## Text section
Let's go through the steps for the Trid function:

1. There are no nonlinear constraints our solution needs to satisfy
2. There is no least-squares structure we can exploit 
3. The function is differentiable and we have a closed form gradient that we would like 
to use. 

We therefore end up with the candidate algorithms `scipy_lbfgsb`, `nlopt_lbfgsb`, and 
`fides`.


## Step 2: Experiments

Below, we simply run optimizations with all algorithms in a loop and store the result 
in a dictionary. We limit the number of function evaluations to 8. Since some algorithms 
only support a maximum number of iterations as stopping criterion we also limit the 
number of iterations to 8.

In [None]:
results = {}
for algo in ["scipy_lbfgsb", "nlopt_lbfgsb", "fides"]:
    results[algo] = om.minimize(
        fun=trid_scalar,
        jac=trid_gradient,
        params=np.arange(20),
        algorithm=algo,
        algo_options={"stopping_maxfun": 8, "stopping_maxiter": 8},
    )

## Step 3: Comparison

Next we plot the optimizer histories to find out which optimizer worked best:

In [None]:
fig = om.criterion_plot(results, max_evaluations=8)
fig.show(renderer="png")

## Your tasks
(A) In the Trid optimization text, copy the stretch from "We therefore end" through "iterations to 8.".
(B) Turn the rows below into a numbered list, leaving out blank lines. Cover only the stretch from the line containing "The response SHOULD carry one point per instance of the sun" through the end of the rows.

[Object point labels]
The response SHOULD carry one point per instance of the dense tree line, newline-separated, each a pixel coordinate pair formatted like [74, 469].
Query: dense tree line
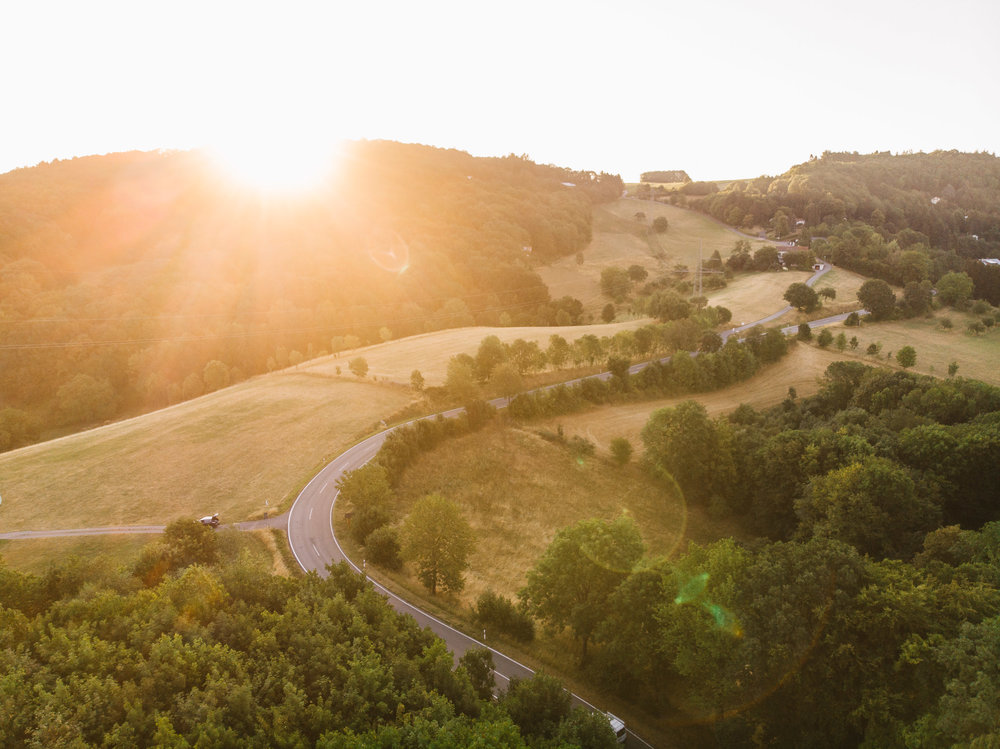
[230, 655]
[135, 280]
[904, 218]
[867, 609]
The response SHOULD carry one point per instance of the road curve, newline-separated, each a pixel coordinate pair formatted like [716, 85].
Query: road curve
[314, 544]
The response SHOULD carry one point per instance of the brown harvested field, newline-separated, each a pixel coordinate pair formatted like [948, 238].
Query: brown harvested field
[621, 240]
[430, 352]
[35, 555]
[801, 368]
[242, 452]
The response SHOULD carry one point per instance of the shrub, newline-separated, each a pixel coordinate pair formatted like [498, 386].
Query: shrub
[365, 520]
[383, 548]
[580, 447]
[498, 613]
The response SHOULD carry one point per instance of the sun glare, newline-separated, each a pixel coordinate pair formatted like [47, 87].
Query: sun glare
[275, 164]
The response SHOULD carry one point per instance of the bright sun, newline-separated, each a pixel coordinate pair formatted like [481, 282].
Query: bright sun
[273, 162]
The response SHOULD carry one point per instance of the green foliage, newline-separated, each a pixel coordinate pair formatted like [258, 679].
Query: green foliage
[954, 289]
[499, 614]
[382, 547]
[683, 444]
[505, 380]
[876, 297]
[537, 705]
[873, 505]
[85, 399]
[235, 657]
[570, 584]
[802, 296]
[438, 540]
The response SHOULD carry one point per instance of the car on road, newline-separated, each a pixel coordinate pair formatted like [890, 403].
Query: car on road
[618, 726]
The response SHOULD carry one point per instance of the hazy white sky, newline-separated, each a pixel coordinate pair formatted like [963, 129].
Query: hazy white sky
[720, 88]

## Task answers
(A)
We therefore end up with the candidate algorithms `scipy_lbfgsb`, `nlopt_lbfgsb`, and 
`fides`.


## Step 2: Experiments

Below, we simply run optimizations with all algorithms in a loop and store the result 
in a dictionary. We limit the number of function evaluations to 8. Since some algorithms 
only support a maximum number of iterations as stopping criterion we also limit the 
number of iterations to 8.

(B)
1. The response SHOULD carry one point per instance of the sun glare, newline-separated, each a pixel coordinate pair formatted like [47, 87].
2. Query: sun glare
3. [275, 164]
4. The response SHOULD carry one point per instance of the bright sun, newline-separated, each a pixel coordinate pair formatted like [481, 282].
5. Query: bright sun
6. [273, 162]
7. The response SHOULD carry one point per instance of the green foliage, newline-separated, each a pixel coordinate pair formatted like [258, 679].
8. Query: green foliage
9. [954, 289]
10. [499, 614]
11. [382, 547]
12. [683, 444]
13. [505, 380]
14. [876, 297]
15. [537, 705]
16. [873, 505]
17. [85, 399]
18. [235, 657]
19. [570, 584]
20. [802, 296]
21. [438, 540]
22. The response SHOULD carry one point per instance of the car on road, newline-separated, each a pixel coordinate pair formatted like [890, 403].
23. Query: car on road
24. [618, 726]
25. The response SHOULD carry one point per instance of the hazy white sky, newline-separated, each a pixel coordinate pair formatted like [963, 129].
26. Query: hazy white sky
27. [720, 88]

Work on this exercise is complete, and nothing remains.